══ Selected extract

By Jenée Tibshraeny
Meet Daniel – a real person whose name isn’t actually Daniel, but we will call him this so he remains anonymous.
As he was approaching 50, he decided to downgrade his life insurance and trauma cover, as his premiums were getting a little pricey.
His financial adviser found him a cheaper policy with a different insurance company, so he cancelled his old one and got signed up to the new one. No dramas.
His new policy included a 90-day stand down clause, which stipulated he wouldn’t be covered for any claims related to symptoms that arose within the first 90 days of him buying the product.
This is a standard clause essentially aimed at preventing people from waiting until they think they’re going to get seriously sick or die, and thus be eligible for an insurance pay out, before buying a product.
Nonetheless, 60 days into his policy, Daniel started getting tightness in his chest and suffering from breathlessness. He was admitted to hospital and was later diagnosed with cardiomyopathy.
It was only when he made an insurance claim on this trauma policy due to the situation that he became fully aware of the stand down period and the fact he would never be covered for anything related to his newly diagnosed heart condition.
A harsh reality that could’ve been prevented. This is the message Financial Services Complaints Limited (FSCL) CEO, Susan Taylor, delivered to those at the organisation’s conference on Thursday.

════
══ Information shown

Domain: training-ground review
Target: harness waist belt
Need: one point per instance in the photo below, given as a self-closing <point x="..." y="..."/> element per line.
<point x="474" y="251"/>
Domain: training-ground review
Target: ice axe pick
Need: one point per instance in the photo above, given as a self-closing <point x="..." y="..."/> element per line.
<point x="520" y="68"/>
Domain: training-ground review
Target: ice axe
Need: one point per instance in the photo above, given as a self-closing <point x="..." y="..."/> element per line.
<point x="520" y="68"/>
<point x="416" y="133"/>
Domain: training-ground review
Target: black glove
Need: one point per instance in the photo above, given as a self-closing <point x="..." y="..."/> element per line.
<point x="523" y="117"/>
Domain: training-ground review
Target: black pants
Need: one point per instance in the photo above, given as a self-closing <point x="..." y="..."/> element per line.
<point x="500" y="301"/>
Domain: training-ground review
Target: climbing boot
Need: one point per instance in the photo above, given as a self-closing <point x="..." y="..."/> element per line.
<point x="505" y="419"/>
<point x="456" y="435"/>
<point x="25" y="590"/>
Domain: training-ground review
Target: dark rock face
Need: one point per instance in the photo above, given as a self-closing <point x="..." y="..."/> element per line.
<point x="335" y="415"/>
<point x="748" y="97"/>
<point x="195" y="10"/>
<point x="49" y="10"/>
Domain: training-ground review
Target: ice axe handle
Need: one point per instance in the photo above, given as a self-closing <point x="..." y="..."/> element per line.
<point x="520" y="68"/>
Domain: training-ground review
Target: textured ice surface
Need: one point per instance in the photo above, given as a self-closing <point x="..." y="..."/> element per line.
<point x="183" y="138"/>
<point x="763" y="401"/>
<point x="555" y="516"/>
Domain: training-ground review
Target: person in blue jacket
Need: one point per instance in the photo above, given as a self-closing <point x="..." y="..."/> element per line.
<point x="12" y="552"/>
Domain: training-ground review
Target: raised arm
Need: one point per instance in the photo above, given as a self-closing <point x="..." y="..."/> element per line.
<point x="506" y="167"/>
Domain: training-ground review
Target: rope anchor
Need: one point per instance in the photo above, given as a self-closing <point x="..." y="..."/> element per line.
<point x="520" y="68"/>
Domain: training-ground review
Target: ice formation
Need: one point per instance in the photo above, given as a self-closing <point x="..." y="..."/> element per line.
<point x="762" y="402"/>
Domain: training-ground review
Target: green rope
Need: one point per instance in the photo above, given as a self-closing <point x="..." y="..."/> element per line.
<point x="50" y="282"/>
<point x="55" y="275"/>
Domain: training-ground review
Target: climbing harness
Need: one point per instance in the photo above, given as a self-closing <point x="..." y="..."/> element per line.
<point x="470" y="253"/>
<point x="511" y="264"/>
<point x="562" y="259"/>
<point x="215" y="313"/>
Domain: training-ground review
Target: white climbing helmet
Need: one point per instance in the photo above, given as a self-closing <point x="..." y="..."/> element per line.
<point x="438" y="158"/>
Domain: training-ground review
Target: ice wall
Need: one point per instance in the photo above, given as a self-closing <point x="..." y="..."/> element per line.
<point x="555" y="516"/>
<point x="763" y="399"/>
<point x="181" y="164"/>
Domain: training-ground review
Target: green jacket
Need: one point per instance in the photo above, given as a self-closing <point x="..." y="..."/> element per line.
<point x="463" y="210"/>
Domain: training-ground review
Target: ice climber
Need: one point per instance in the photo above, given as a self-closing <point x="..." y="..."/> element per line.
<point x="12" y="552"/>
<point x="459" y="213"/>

════
══ Information shown

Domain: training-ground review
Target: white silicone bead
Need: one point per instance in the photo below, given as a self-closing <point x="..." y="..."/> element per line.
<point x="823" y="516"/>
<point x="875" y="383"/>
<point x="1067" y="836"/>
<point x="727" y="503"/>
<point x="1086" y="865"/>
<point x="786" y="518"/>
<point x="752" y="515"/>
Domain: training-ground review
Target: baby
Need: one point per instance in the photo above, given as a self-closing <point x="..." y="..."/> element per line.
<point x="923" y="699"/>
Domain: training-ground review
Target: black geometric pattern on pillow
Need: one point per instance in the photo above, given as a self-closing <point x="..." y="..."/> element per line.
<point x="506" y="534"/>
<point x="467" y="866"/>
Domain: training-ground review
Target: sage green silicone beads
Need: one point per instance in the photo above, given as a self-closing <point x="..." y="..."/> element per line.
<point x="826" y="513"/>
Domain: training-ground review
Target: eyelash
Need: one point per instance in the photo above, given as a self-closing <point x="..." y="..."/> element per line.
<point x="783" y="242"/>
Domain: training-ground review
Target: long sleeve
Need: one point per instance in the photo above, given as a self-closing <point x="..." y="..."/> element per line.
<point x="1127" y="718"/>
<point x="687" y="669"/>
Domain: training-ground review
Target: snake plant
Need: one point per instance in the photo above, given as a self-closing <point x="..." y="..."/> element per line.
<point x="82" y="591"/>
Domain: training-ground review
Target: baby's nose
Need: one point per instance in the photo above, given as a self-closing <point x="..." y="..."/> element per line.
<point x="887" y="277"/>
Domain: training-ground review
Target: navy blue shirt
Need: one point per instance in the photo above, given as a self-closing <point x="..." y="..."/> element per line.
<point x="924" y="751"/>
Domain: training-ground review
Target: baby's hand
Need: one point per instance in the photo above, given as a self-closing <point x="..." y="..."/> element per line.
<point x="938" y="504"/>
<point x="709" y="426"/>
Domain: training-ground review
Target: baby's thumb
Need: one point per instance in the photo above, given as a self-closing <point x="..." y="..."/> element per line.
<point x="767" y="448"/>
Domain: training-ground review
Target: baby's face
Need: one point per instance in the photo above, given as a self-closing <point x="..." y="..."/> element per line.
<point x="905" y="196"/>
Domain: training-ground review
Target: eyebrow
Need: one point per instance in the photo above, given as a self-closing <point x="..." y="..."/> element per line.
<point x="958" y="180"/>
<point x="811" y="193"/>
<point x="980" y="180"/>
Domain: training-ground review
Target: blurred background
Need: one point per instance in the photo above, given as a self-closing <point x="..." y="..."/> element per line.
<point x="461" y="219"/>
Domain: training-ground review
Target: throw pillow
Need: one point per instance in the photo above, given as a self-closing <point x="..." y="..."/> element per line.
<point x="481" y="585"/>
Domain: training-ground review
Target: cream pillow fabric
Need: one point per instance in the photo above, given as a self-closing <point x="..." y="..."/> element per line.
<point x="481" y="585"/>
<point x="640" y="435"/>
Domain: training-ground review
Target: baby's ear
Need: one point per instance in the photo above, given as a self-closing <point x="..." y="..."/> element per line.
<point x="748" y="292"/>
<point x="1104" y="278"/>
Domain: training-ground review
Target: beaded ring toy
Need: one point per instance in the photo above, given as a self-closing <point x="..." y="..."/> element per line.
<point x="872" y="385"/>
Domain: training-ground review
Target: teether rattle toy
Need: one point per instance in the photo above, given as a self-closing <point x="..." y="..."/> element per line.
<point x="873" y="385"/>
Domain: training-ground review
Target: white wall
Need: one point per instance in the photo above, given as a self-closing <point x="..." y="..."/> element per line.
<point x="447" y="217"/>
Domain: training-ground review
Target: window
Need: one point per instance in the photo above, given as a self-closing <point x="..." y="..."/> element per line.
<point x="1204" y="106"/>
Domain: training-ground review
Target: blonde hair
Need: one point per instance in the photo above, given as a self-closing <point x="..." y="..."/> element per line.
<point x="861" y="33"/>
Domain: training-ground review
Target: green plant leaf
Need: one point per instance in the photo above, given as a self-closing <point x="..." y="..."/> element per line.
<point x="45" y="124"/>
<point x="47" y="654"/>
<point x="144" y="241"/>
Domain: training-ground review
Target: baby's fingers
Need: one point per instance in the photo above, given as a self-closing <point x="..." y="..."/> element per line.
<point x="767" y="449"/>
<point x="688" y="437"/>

════

§ Activities
[a] In the insurance article, how many days into his new policy did Daniel start getting tightness in his chest?
[b] Set down the insurance article word for word, starting at "As he was approaching" and ending at "diagnosed with cardiomyopathy.".

§ Per-task outputs
[a] 60 days.

[b]
As he was approaching 50, he decided to downgrade his life insurance and trauma cover, as his premiums were getting a little pricey.
His financial adviser found him a cheaper policy with a different insurance company, so he cancelled his old one and got signed up to the new one. No dramas.
His new policy included a 90-day stand down clause, which stipulated he wouldn’t be covered for any claims related to symptoms that arose within the first 90 days of him buying the product.
This is a standard clause essentially aimed at preventing people from waiting until they think they’re going to get seriously sick or die, and thus be eligible for an insurance pay out, before buying a product.
Nonetheless, 60 days into his policy, Daniel started getting tightness in his chest and suffering from breathlessness. He was admitted to hospital and was later diagnosed with cardiomyopathy.